[Record excerpts — start]

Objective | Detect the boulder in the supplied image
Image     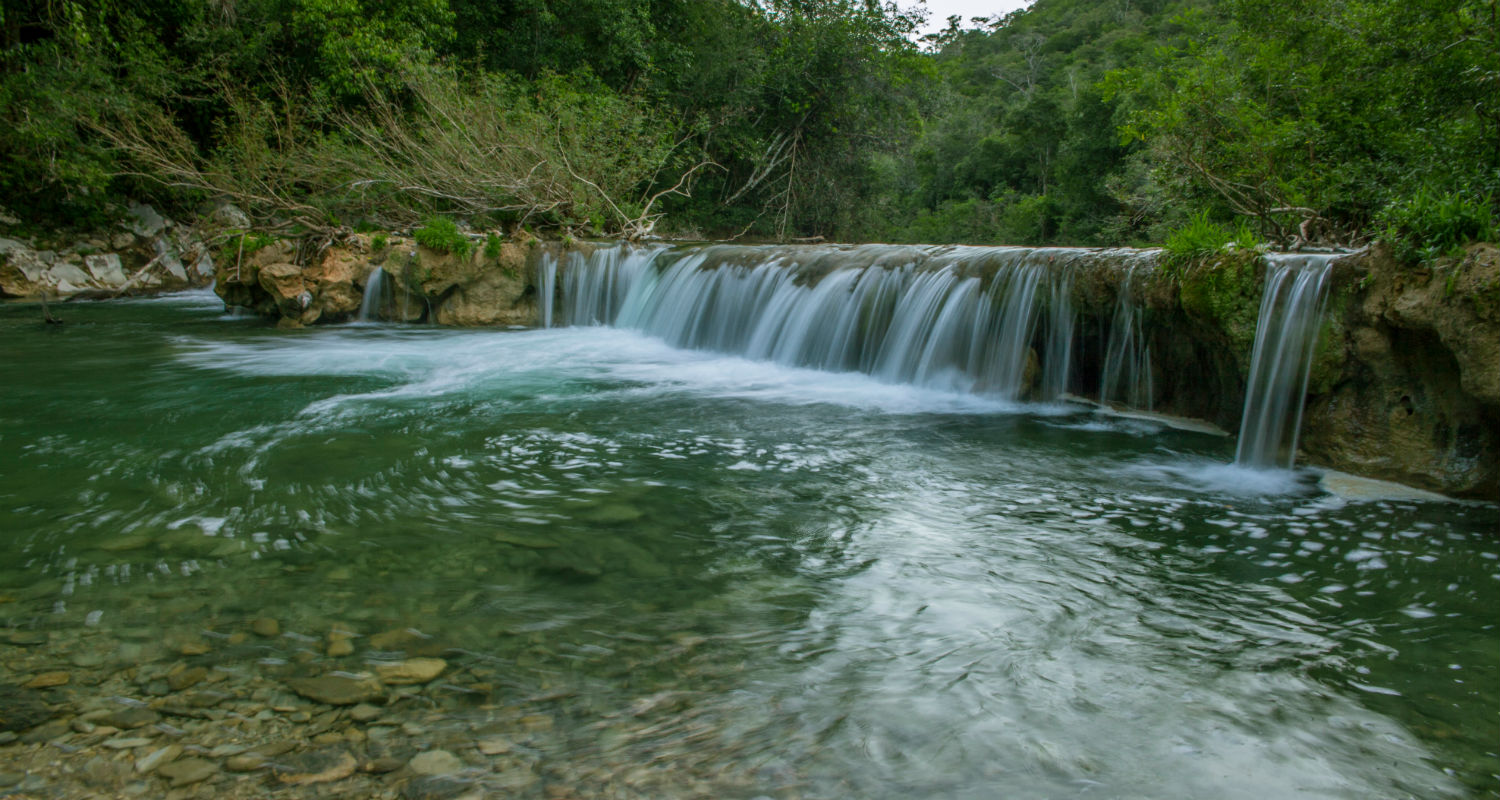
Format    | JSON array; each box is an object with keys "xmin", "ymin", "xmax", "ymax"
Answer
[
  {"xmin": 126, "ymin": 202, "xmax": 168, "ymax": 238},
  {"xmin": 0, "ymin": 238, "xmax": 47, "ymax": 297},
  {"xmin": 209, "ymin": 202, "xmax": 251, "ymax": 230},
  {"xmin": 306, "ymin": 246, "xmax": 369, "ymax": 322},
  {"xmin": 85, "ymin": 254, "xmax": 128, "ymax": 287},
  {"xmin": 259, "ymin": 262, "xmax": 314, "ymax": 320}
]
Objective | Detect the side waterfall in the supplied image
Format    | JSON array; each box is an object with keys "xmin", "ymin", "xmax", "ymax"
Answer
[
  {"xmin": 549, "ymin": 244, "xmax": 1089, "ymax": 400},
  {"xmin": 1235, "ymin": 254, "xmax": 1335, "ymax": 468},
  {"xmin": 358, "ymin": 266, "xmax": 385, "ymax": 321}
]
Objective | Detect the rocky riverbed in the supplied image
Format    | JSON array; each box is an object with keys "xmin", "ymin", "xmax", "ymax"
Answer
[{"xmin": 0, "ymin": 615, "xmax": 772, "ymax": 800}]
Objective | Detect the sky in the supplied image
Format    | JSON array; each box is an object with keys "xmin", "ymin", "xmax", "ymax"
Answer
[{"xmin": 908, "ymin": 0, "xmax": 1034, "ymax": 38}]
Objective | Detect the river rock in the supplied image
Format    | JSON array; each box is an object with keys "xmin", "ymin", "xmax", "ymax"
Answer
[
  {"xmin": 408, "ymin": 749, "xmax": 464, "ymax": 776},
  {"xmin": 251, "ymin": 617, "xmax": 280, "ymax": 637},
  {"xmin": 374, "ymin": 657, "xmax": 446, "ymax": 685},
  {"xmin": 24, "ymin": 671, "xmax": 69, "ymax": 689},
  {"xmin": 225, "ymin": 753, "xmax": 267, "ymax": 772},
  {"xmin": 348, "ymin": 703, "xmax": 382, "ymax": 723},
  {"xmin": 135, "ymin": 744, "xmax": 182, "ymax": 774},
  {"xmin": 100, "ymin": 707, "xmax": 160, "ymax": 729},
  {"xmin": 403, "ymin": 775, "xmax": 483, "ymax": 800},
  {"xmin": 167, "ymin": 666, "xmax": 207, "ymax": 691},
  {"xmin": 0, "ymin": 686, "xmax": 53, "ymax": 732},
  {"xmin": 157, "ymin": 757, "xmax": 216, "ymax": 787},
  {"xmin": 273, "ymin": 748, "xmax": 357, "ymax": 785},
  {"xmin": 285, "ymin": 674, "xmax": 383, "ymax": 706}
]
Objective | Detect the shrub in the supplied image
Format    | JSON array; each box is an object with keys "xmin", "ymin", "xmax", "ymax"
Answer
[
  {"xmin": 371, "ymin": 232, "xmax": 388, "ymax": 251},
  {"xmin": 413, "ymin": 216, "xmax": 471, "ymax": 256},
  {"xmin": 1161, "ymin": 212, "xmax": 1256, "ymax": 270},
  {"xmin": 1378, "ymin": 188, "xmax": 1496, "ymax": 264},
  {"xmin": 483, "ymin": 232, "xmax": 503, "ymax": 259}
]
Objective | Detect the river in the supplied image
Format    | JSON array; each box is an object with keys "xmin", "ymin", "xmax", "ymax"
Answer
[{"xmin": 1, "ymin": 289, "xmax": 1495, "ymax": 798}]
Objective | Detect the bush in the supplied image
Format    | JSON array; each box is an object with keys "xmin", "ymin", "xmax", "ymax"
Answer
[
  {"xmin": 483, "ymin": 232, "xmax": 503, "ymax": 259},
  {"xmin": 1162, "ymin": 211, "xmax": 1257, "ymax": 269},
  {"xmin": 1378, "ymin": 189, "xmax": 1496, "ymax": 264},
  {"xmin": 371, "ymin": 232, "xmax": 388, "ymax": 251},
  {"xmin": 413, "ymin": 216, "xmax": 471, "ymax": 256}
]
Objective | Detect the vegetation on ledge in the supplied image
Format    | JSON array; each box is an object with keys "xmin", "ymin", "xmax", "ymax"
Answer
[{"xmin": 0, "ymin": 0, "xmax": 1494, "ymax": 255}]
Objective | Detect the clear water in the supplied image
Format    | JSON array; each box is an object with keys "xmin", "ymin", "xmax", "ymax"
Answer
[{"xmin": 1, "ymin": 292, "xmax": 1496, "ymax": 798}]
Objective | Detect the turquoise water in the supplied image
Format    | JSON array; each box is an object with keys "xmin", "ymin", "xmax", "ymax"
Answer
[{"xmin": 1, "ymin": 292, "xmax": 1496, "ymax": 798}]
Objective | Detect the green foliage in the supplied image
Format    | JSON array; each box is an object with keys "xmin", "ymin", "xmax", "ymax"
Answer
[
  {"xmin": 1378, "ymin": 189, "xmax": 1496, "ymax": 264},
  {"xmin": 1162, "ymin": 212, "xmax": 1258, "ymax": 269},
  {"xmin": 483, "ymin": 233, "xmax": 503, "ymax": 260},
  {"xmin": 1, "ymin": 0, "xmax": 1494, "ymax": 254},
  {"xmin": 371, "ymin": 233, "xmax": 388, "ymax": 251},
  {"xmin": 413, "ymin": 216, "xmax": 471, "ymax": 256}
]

[Record excerpts — finish]
[Record excerpts — start]

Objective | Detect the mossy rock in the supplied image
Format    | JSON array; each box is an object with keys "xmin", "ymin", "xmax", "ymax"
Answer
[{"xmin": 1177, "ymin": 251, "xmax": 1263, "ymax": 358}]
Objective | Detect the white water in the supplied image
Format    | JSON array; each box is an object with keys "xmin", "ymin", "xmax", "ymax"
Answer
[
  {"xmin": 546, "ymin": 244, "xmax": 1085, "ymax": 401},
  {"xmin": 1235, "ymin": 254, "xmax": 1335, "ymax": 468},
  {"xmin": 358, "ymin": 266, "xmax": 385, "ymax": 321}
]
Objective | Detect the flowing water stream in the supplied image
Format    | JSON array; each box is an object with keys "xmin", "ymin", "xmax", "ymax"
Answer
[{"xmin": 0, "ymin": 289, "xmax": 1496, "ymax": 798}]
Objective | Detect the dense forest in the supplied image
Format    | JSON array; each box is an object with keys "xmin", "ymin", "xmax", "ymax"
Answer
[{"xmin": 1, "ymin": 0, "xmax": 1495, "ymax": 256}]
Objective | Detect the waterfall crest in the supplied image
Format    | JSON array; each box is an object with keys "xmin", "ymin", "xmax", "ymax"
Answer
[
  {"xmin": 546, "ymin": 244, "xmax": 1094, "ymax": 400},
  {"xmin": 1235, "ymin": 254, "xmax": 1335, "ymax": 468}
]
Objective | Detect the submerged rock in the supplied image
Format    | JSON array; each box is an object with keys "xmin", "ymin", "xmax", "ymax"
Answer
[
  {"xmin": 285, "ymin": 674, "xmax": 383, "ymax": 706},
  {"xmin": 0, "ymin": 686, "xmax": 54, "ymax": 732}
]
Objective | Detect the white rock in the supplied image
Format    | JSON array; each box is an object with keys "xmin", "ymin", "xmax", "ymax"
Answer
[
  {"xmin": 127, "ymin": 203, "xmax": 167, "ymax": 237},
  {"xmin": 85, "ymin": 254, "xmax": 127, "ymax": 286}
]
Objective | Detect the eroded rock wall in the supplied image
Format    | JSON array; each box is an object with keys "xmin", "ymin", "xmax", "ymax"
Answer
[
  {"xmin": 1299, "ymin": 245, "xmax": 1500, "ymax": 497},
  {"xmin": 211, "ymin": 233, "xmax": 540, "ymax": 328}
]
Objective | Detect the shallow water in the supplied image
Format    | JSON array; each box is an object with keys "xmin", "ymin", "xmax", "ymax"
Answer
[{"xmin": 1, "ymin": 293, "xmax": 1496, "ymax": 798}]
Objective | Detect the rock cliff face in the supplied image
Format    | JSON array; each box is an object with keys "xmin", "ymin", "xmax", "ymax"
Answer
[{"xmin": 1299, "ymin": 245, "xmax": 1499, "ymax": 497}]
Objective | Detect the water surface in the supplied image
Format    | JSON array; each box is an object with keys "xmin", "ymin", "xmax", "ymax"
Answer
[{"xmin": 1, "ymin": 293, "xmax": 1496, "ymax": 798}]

[Record excerpts — finish]

- **Your assignment**: Out of the records above, please copy exactly the lines from the line with "Objective | Detect the boulder" up to and including the line with "Objective | Detect the side", minus the pictures.

- **Result for this exercise**:
Objective | Detect the boulder in the supplied image
Image     
Format    | JSON array; each box is an object with keys "xmin", "ymin", "xmax", "ymax"
Answer
[
  {"xmin": 126, "ymin": 202, "xmax": 168, "ymax": 238},
  {"xmin": 0, "ymin": 238, "xmax": 47, "ymax": 297},
  {"xmin": 209, "ymin": 202, "xmax": 251, "ymax": 230},
  {"xmin": 306, "ymin": 246, "xmax": 369, "ymax": 322},
  {"xmin": 85, "ymin": 254, "xmax": 128, "ymax": 287},
  {"xmin": 259, "ymin": 262, "xmax": 314, "ymax": 320}
]
Objective | Detect the side waterfall in the supplied image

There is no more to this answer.